By Daniel Kruger and Cordell Eddings
Nov. 19 (Bloomberg) -- Treasuries rose, led by longer-term securities, after a government report showed consumer prices dropped in October by the most on record.
The difference between yields on 10-year Treasury Inflation Protected Securities and conventional notes, which reflects the outlook for consumer prices, was 38 basis points, near the least since Bloomberg began tracking the data in 1998. Two-year yields touched the lowest since 2003 as traders bet the Federal Reserve will cut interest rates to spur the economy. The Fed reduced its forecasts for growth and employment in 2009.
``The theme now seems to be one of deflation,'' said Tom di Galoma, head of U.S. Treasury trading at Jefferies & Co., a brokerage for institutional investors in New York. ``That's the fear at this point. That almost makes bonds look cheap.''
The benchmark 10-year yield tumbled 16 basis points, or 0.16 percentage point, to 3.36 percent at 4:17 p.m. in New York, according to BGCantor Market Data. It touched 3.35 percent, the lowest since Sept. 17, when the U.S. rescued insurer American International Group Inc. The 3.75 percent security due November 2018 climbed 1 3/8, or $13.75 per $1,000 face amount, to 103 1/4, gaining for a fourth day. The 30-year bond's yield dropped 17 basis points, the most since Sept. 29, to 3.95 percent.
The yield on the two-year note fell five basis points to 1.08 percent after earlier touching 1.06 percent, the lowest level since June 13, 2003. Rates on three-month bills touched 0.06 percent, the lowest since Sept. 19.
Fed Lowers Estimates
``We crammed into bills until there was no yield there,'' said Brian Edmonds, head of interest rates at Cantor Fitzgerald LP in New York, one of 17 primary dealers that trade with the Fed. ``We've kind of moved into two-year notes, but we're at a point where there's not much yield left there. The cash flows continue to be defensive.''
Fed policy makers at their meeting Oct. 28-29 predicted the U.S. economy will contract through the middle of 2009, and some were prepared to cut interest rates further in response, according to meeting minutes that were released today.
The central bank predicts growth next year of between negative 0.2 percent and 1.1 percent next year, compared with the range of 2 percent to 2.8 percent it had forecast in June, according to the records. The jobless rate is projected to be 7.1 percent to 7.6 percent.
Stocks fell, with the Standard & Poor's 500 Index losing 6.1 percent. It has dropped 20 percent since Nov. 4, the day Barack Obama was elected president.

#### Raw records:
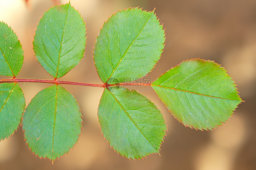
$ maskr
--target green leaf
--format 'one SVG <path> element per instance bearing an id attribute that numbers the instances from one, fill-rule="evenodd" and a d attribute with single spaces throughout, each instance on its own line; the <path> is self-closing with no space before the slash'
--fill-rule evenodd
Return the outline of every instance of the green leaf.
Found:
<path id="1" fill-rule="evenodd" d="M 0 21 L 0 75 L 15 77 L 22 67 L 23 50 L 16 34 Z"/>
<path id="2" fill-rule="evenodd" d="M 70 3 L 55 5 L 40 20 L 33 42 L 38 61 L 54 78 L 73 69 L 83 56 L 85 25 Z"/>
<path id="3" fill-rule="evenodd" d="M 0 141 L 17 130 L 25 104 L 23 92 L 17 83 L 0 84 Z"/>
<path id="4" fill-rule="evenodd" d="M 115 150 L 132 159 L 159 153 L 166 129 L 163 115 L 145 96 L 127 88 L 105 88 L 98 117 L 104 137 Z"/>
<path id="5" fill-rule="evenodd" d="M 160 58 L 165 36 L 154 11 L 128 8 L 113 15 L 101 29 L 94 49 L 101 80 L 113 84 L 111 78 L 123 82 L 145 76 Z"/>
<path id="6" fill-rule="evenodd" d="M 242 101 L 226 72 L 212 61 L 192 59 L 171 69 L 152 86 L 185 126 L 211 129 L 227 120 Z"/>
<path id="7" fill-rule="evenodd" d="M 29 147 L 51 160 L 67 154 L 81 134 L 80 108 L 74 96 L 60 85 L 39 92 L 26 109 L 22 125 Z"/>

#### Exercise set:
1. In the Treasuries article, what did the benchmark 10-year yield fall to at 4:17 p.m. in New York?
2. Write the next part of the article on Treasuries and the October consumer-price report, following on from its last paragraph.

#### The responses:
1. 3.36 percent

2.
Consumer prices plunged 1 percent last month, more than forecast and the most since records began in 1947, a Labor Department report showed. A Commerce Department report showed housing starts fell in October to an annual rate of 791,000, the lowest since records began in 1959.
30-Year Swap Rate
The price to exchange, or swap, floating for fixed-rate payments for 30 years fell below the yield on similar maturity Treasury bonds by the most ever as dealers hedged against risk related to derivatives. The yield on the 30-year Treasury bond was as much as 33 basis points higher than the 30-year swap rate. The swap rate has remained below the long bond's yield since Nov. 5.
Traders who needed to hedge derivatives contracts drove down long-dated interest-rate swap rates, which contributed to the rally in 10- and 30-year government debt, said Andrew Brenner, co-head of structured products and emerging markets in New York at MF Global Inc.
The gap between 10-year swaps and the 10-year Treasury note yield reached as low as 31 basis points, the most narrow since May 2003.
`Powerful Forces'
Traders exiting bets that the gap between the 10-year and 30-year interest-rate swap rates would widen may also be driving the 30-year swap rate lower, said Eric Liverance, head of derivatives strategy in Stamford, Connecticut at UBS Securities LLC, another primary dealer.
``These are powerful forces,'' Liverance said. ``You'd better get out of the way, or you're going to get run over.''
Futures on the Chicago Board of Trade show a 100 percent chance the central bank will reduce the 1 percent target rate for overnight bank loans by at least a half-percentage point at its Dec. 16 meeting. Odds of a three-quarter-point cut rose to 20 percent, from 12 percent yesterday.
The breakeven rate on two-year notes, which shows the difference in yield between inflation-protected bonds and nominal bonds, fell to a negative 3.84 percentage points, indicating traders are betting that slumping economic growth may lead to deflation over the next two years.
Yield Spread
The difference in yield between two- and 10-year notes narrowed for a fourth day, to 2.29 percentage points, reflecting bets that lower inflation expectations will support real returns in longer-dated bonds.
Treasuries returned 7.4 percent this year, while German government bonds handed investors 8.1 percent and Japanese sovereign securities earned 1.4 percent, according to indexes compiled by Merrill Lynch & Co.
CME Group Inc., the world's largest futures market, asked member firms to ensure they're prepared to meet delivery requirements on Treasury futures that expire in December. Surging demand for U.S. sovereign debt caused an increase in failed trades in the weeks following the Sept. 15 collapse of Lehman Brothers Holdings Inc. Uncompleted trades reached a record in October.
The government will announce tomorrow the size of auctions of two-year and five-year Treasuries next week. The U.S. sold a combined $58 billion of the maturities in October.
To contact the reporters on this story: Daniel Kruger in New York at dkruger1@bloomberg.net; Cordell Eddings in New York at ceddings3@bloomberg.net.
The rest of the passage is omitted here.